Page extract -
_____

The reality of the free agent market at this point is that there really isn’t a bat out there to PINE for. There’s no one left, at any position, who is going to fundamentally transform this offense from one that looks pretty average (with a tiny bit of upside) on paper to one that is clearly above average. Pleasant surprises, good health, and 70th percentile outcomes are going to have to come from the guys already on the roster.
HOWEVER. Much like the Eric Hosmer signing, which gives the Cubs some ability to be patient with Matt Mervis while also converting a 85-ish wRC+ position to a 100-ish wRC+ position, there are still guys out there who could bump up the Cubs’ expected production a little bit and also provide depth. I still very much want to see the Cubs add a bat from here, even if not an impact one. (And, hey, if the opportunity to TRADE for an impact bat comes up, let’s explore that, eh?)
Moreover, the thing about the Hosmer signing that we’ve been banging incessantly is that, because the Padres are paying his contract, he costs the Cubs the league minimum. He’s like a waiver claim. You hope he can be a steady, useful presence, but you’re not beholden to him on the roster. And in the meantime, you may have covered one spot – or a platoon of a spot – on a league-minimum deal. There is still money to spend!
And a familiar name could still be on the table.
If Hoyer doesn’t spend the rest of his remaining budget on veterans for the bullpen, he can still look to add another more powerful bat. He could still choose to pursue the right-handed Trey Mancini, who could get time at first with Hosmer as a platoon situation and also DH. Hoyer could look to upgrade third base and have Wisdom get more time at first as well. Trades to upgrade either corner infield spot are possible, especially if it comes with little financial commitment for 2023.
So, there are still paths, even after spending some of the remaining ($15-ish million? Less?) dollars on a bullpen arm or two.

_____

What to do -
According to the Cubs roster piece, which team is paying Eric Hosmer's contract? The material that comes next has nothing to do with the Cubs roster piece.

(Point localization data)

_____

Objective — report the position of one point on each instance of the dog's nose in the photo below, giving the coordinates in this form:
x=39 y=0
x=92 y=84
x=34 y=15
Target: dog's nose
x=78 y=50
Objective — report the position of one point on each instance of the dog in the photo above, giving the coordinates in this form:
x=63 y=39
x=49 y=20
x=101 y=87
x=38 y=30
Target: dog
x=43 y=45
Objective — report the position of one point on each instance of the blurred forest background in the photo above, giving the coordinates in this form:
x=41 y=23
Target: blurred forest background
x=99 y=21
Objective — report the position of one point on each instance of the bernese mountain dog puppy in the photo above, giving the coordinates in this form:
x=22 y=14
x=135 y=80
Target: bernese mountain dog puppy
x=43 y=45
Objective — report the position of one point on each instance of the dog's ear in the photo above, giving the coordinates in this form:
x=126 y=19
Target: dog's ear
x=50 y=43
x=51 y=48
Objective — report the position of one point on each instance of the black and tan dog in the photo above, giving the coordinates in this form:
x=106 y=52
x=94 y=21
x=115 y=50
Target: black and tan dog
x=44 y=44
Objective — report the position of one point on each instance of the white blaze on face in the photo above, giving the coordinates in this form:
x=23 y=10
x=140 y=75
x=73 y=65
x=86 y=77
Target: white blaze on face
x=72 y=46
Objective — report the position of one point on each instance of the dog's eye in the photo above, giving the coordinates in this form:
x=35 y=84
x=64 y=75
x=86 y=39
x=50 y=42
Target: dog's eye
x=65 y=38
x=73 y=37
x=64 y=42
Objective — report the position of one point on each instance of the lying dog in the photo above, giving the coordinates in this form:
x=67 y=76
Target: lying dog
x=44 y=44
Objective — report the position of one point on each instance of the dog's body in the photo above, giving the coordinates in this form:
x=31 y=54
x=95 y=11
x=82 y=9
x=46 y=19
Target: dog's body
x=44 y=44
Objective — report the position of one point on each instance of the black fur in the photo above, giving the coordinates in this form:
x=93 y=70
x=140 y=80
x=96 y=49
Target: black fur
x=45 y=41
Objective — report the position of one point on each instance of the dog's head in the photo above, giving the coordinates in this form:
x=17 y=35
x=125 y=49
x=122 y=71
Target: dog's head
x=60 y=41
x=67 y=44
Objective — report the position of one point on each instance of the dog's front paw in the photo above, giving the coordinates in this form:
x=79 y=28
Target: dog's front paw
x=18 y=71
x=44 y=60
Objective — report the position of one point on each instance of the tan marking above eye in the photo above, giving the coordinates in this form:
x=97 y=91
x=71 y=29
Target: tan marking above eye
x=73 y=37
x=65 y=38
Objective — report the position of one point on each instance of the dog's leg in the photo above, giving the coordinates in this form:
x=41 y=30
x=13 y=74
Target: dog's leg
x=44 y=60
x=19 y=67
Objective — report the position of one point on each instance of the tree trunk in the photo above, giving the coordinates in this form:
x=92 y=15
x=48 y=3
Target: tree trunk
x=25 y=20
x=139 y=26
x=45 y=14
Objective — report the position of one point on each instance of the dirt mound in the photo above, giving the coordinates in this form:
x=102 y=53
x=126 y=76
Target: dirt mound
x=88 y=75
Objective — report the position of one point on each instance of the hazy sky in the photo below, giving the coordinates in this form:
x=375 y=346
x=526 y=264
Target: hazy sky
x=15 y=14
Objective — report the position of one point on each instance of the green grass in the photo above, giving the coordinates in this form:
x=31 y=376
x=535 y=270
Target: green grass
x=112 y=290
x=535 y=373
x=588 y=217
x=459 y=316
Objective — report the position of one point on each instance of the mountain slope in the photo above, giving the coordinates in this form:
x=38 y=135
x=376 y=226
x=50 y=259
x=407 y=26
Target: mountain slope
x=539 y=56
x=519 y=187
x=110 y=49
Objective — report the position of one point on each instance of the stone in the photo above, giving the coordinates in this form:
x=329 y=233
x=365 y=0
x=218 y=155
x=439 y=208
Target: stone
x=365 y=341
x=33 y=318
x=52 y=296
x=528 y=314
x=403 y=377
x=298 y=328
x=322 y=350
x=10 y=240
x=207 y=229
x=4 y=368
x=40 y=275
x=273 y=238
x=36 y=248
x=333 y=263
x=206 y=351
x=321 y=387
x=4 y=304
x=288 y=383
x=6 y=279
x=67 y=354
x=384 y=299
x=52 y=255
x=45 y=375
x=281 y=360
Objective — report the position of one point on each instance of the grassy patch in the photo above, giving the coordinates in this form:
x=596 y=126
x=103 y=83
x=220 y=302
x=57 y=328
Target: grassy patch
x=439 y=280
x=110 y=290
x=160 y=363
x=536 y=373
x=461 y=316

_____

Task answer -
The Padres.